### DOCUMENT TEXT
++++++++++

D2193695
Safeguarding Eastern Europe’s Economy
04 May 2009
Craig Mellow
The EBRD wants to safeguard economic progress in Central and Eastern
Europe.
Until recently, the European Bank for Reconstruction and Development
seemed in danger of obsolescence. Founded in 1991 to blaze a trail for
private investment in the formerly Communist countries of Eastern Europe
and Central Asia, the multilateral development bank nearly succeeded in
driving itself out of business. Private foreign investment flooded into
the bank’s 30-nation theater of operations. Economic activity
took off, with growth averaging more than 6 percent annually from 2004
to 2007. Like Greece and Spain before them, countries such as Estonia,
Hungary and Poland appeared destined to catch up to Western European
living standards while the former Soviet republics further east made
great strides of their own.

++++++++++

### Excerpts from a point labeling dataset
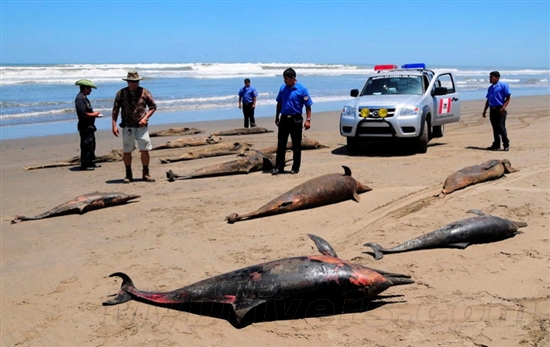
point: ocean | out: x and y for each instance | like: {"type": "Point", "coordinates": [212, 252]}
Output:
{"type": "Point", "coordinates": [38, 100]}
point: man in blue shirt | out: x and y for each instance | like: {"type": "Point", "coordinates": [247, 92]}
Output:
{"type": "Point", "coordinates": [291, 99]}
{"type": "Point", "coordinates": [498, 98]}
{"type": "Point", "coordinates": [247, 95]}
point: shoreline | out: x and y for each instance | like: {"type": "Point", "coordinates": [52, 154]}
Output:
{"type": "Point", "coordinates": [55, 270]}
{"type": "Point", "coordinates": [171, 118]}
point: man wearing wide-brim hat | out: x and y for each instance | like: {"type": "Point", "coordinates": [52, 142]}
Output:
{"type": "Point", "coordinates": [136, 105]}
{"type": "Point", "coordinates": [86, 124]}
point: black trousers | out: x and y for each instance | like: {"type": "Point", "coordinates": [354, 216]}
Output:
{"type": "Point", "coordinates": [87, 146]}
{"type": "Point", "coordinates": [248, 113]}
{"type": "Point", "coordinates": [289, 126]}
{"type": "Point", "coordinates": [498, 122]}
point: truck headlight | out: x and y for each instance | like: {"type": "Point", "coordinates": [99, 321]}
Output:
{"type": "Point", "coordinates": [348, 111]}
{"type": "Point", "coordinates": [409, 111]}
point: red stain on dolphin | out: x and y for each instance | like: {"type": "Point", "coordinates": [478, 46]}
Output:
{"type": "Point", "coordinates": [322, 190]}
{"type": "Point", "coordinates": [82, 204]}
{"type": "Point", "coordinates": [308, 277]}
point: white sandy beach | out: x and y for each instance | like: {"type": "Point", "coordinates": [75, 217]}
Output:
{"type": "Point", "coordinates": [54, 272]}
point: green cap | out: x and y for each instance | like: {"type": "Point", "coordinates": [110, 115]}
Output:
{"type": "Point", "coordinates": [86, 83]}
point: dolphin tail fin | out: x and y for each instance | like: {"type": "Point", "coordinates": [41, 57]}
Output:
{"type": "Point", "coordinates": [347, 170]}
{"type": "Point", "coordinates": [476, 211]}
{"type": "Point", "coordinates": [323, 246]}
{"type": "Point", "coordinates": [122, 296]}
{"type": "Point", "coordinates": [232, 218]}
{"type": "Point", "coordinates": [399, 281]}
{"type": "Point", "coordinates": [267, 163]}
{"type": "Point", "coordinates": [520, 225]}
{"type": "Point", "coordinates": [378, 250]}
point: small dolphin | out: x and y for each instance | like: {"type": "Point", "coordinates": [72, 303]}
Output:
{"type": "Point", "coordinates": [243, 131]}
{"type": "Point", "coordinates": [307, 277]}
{"type": "Point", "coordinates": [481, 229]}
{"type": "Point", "coordinates": [82, 204]}
{"type": "Point", "coordinates": [489, 170]}
{"type": "Point", "coordinates": [322, 190]}
{"type": "Point", "coordinates": [244, 165]}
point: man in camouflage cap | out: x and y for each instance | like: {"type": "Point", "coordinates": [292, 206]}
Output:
{"type": "Point", "coordinates": [137, 106]}
{"type": "Point", "coordinates": [86, 124]}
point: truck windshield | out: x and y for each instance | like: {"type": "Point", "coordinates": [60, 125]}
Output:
{"type": "Point", "coordinates": [393, 85]}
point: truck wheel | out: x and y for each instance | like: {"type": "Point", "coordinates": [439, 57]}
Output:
{"type": "Point", "coordinates": [438, 131]}
{"type": "Point", "coordinates": [351, 144]}
{"type": "Point", "coordinates": [422, 140]}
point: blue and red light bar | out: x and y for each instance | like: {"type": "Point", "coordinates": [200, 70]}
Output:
{"type": "Point", "coordinates": [385, 67]}
{"type": "Point", "coordinates": [414, 66]}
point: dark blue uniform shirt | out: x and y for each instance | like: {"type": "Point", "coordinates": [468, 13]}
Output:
{"type": "Point", "coordinates": [293, 99]}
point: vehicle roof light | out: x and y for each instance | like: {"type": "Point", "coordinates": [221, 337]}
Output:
{"type": "Point", "coordinates": [414, 66]}
{"type": "Point", "coordinates": [385, 67]}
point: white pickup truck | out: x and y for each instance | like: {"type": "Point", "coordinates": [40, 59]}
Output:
{"type": "Point", "coordinates": [410, 102]}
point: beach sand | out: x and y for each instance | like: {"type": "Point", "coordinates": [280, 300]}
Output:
{"type": "Point", "coordinates": [55, 271]}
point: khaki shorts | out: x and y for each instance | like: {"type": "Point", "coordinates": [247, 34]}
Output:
{"type": "Point", "coordinates": [131, 135]}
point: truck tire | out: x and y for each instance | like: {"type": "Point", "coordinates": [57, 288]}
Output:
{"type": "Point", "coordinates": [438, 130]}
{"type": "Point", "coordinates": [422, 140]}
{"type": "Point", "coordinates": [351, 144]}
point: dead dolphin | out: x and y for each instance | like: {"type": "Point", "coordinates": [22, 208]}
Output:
{"type": "Point", "coordinates": [114, 155]}
{"type": "Point", "coordinates": [188, 142]}
{"type": "Point", "coordinates": [322, 190]}
{"type": "Point", "coordinates": [316, 276]}
{"type": "Point", "coordinates": [243, 131]}
{"type": "Point", "coordinates": [208, 151]}
{"type": "Point", "coordinates": [481, 229]}
{"type": "Point", "coordinates": [245, 165]}
{"type": "Point", "coordinates": [82, 204]}
{"type": "Point", "coordinates": [176, 132]}
{"type": "Point", "coordinates": [489, 170]}
{"type": "Point", "coordinates": [307, 143]}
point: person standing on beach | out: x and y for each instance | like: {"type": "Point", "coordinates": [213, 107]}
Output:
{"type": "Point", "coordinates": [498, 98]}
{"type": "Point", "coordinates": [137, 105]}
{"type": "Point", "coordinates": [291, 99]}
{"type": "Point", "coordinates": [248, 95]}
{"type": "Point", "coordinates": [86, 124]}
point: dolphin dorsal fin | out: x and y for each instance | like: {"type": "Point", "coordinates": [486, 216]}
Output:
{"type": "Point", "coordinates": [347, 170]}
{"type": "Point", "coordinates": [323, 246]}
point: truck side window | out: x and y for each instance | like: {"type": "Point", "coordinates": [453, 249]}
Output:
{"type": "Point", "coordinates": [447, 82]}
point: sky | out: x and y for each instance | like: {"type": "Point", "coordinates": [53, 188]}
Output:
{"type": "Point", "coordinates": [451, 33]}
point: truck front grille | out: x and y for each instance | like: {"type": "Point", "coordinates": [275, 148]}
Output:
{"type": "Point", "coordinates": [374, 112]}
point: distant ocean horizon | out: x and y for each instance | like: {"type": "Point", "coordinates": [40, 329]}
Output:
{"type": "Point", "coordinates": [37, 100]}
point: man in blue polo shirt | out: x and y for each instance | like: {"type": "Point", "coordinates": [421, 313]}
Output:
{"type": "Point", "coordinates": [247, 101]}
{"type": "Point", "coordinates": [498, 98]}
{"type": "Point", "coordinates": [291, 99]}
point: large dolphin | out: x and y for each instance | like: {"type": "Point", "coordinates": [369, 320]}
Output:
{"type": "Point", "coordinates": [114, 155]}
{"type": "Point", "coordinates": [244, 165]}
{"type": "Point", "coordinates": [243, 131]}
{"type": "Point", "coordinates": [218, 149]}
{"type": "Point", "coordinates": [307, 143]}
{"type": "Point", "coordinates": [176, 132]}
{"type": "Point", "coordinates": [489, 170]}
{"type": "Point", "coordinates": [322, 190]}
{"type": "Point", "coordinates": [481, 229]}
{"type": "Point", "coordinates": [188, 142]}
{"type": "Point", "coordinates": [308, 277]}
{"type": "Point", "coordinates": [82, 204]}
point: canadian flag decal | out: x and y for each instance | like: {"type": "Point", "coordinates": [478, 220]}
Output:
{"type": "Point", "coordinates": [445, 105]}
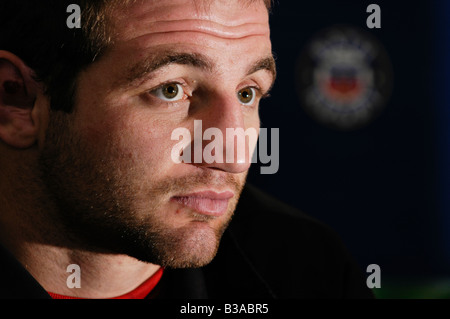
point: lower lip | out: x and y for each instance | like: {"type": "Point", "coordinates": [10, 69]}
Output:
{"type": "Point", "coordinates": [203, 205]}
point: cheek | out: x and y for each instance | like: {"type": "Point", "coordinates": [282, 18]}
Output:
{"type": "Point", "coordinates": [132, 140]}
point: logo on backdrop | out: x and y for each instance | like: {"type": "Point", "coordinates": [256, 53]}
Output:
{"type": "Point", "coordinates": [344, 78]}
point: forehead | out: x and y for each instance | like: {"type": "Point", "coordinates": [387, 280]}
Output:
{"type": "Point", "coordinates": [231, 19]}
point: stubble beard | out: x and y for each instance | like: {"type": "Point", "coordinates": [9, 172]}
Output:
{"type": "Point", "coordinates": [100, 209]}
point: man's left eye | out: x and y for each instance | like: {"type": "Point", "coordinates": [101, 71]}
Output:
{"type": "Point", "coordinates": [247, 96]}
{"type": "Point", "coordinates": [169, 92]}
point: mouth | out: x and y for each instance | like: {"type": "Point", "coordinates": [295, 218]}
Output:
{"type": "Point", "coordinates": [208, 203]}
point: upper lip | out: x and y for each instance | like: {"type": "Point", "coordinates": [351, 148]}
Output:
{"type": "Point", "coordinates": [210, 194]}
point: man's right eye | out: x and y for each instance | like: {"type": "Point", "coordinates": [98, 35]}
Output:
{"type": "Point", "coordinates": [170, 92]}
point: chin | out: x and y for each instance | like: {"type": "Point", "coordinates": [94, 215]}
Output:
{"type": "Point", "coordinates": [191, 246]}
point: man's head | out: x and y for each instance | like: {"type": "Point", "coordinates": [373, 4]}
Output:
{"type": "Point", "coordinates": [99, 109]}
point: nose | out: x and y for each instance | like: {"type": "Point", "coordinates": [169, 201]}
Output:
{"type": "Point", "coordinates": [225, 135]}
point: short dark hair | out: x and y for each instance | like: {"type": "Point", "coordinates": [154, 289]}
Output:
{"type": "Point", "coordinates": [36, 31]}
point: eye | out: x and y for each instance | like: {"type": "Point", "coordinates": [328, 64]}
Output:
{"type": "Point", "coordinates": [247, 96]}
{"type": "Point", "coordinates": [170, 92]}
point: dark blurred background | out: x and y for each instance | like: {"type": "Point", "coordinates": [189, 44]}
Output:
{"type": "Point", "coordinates": [383, 186]}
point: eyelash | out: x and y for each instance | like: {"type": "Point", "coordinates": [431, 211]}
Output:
{"type": "Point", "coordinates": [260, 93]}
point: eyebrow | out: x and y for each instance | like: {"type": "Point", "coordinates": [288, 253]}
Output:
{"type": "Point", "coordinates": [145, 67]}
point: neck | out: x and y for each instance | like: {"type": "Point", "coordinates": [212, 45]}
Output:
{"type": "Point", "coordinates": [30, 229]}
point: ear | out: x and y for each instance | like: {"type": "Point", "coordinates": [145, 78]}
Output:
{"type": "Point", "coordinates": [18, 89]}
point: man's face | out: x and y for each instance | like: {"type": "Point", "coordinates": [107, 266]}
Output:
{"type": "Point", "coordinates": [109, 165]}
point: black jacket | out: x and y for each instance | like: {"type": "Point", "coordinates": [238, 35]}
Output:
{"type": "Point", "coordinates": [270, 250]}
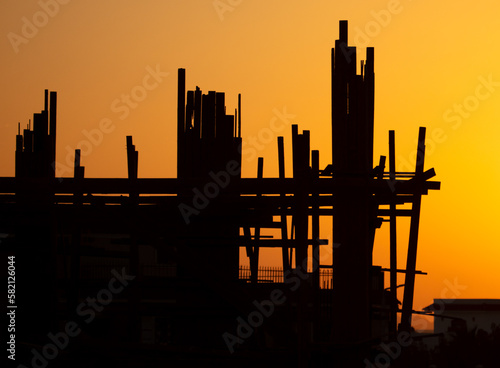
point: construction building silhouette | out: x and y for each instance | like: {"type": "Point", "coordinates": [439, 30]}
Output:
{"type": "Point", "coordinates": [187, 300]}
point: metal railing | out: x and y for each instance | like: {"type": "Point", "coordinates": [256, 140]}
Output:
{"type": "Point", "coordinates": [275, 275]}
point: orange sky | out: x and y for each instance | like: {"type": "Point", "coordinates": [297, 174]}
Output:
{"type": "Point", "coordinates": [436, 65]}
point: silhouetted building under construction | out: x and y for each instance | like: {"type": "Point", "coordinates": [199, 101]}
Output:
{"type": "Point", "coordinates": [149, 269]}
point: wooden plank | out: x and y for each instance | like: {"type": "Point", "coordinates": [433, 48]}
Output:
{"type": "Point", "coordinates": [411, 261]}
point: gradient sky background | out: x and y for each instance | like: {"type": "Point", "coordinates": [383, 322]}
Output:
{"type": "Point", "coordinates": [431, 63]}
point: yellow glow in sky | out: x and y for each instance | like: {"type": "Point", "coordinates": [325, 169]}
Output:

++++++++++

### EXERCISES TO COMPLETE
[A] In what year does the article on Eastern Europe's economy say the European Bank for Reconstruction and Development was founded?
[B] Pick out every line of the listing that contains the word "white", matching uppercase and lowercase exactly.
The article and the listing have no connection to each other.

### RESPONSES IN ORDER
[A] 1991

[B]
point: white sandy beach | out: x and y for each instance | like: {"type": "Point", "coordinates": [75, 217]}
point: white pickup truck | out: x and y for each instance | like: {"type": "Point", "coordinates": [40, 59]}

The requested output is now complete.